» **Entries taken from a collection**
------------------------

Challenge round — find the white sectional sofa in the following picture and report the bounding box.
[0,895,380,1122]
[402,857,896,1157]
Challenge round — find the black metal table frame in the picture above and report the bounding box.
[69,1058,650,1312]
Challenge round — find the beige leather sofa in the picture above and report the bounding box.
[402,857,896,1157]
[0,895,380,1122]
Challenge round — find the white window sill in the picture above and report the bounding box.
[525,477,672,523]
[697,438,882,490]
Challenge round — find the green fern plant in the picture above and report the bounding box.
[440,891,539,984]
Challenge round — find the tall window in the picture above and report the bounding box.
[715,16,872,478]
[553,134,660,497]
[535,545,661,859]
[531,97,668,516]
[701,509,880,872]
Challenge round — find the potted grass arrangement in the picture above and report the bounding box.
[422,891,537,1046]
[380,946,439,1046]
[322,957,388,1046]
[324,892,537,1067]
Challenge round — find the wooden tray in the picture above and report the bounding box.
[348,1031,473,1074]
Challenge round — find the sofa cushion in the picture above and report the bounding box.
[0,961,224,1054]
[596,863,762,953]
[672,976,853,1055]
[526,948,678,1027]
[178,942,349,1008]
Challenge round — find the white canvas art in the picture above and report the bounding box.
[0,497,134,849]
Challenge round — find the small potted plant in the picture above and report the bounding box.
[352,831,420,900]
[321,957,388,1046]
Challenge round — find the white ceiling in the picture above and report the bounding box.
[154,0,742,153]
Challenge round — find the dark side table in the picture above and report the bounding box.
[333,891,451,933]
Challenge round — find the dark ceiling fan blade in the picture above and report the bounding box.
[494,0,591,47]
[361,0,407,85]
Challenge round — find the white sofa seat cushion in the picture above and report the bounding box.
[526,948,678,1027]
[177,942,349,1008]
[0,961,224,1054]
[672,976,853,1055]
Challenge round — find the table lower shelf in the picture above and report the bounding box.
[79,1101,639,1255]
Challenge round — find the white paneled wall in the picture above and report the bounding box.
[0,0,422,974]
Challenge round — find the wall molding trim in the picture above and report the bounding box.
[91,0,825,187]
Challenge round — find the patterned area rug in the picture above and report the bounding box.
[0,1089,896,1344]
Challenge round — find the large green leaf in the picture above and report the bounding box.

------------------------

» **Stated task**
Find each line in the entries above that contains the word "table" and copy it out in full.

» **Correct output**
Challenge round — find the black metal table frame in the picture above and report the bounding box.
Challenge round — find the dark side table in the picture above and report the bounding box.
Challenge round — find the table lower shelf in the picture above and report the bounding box.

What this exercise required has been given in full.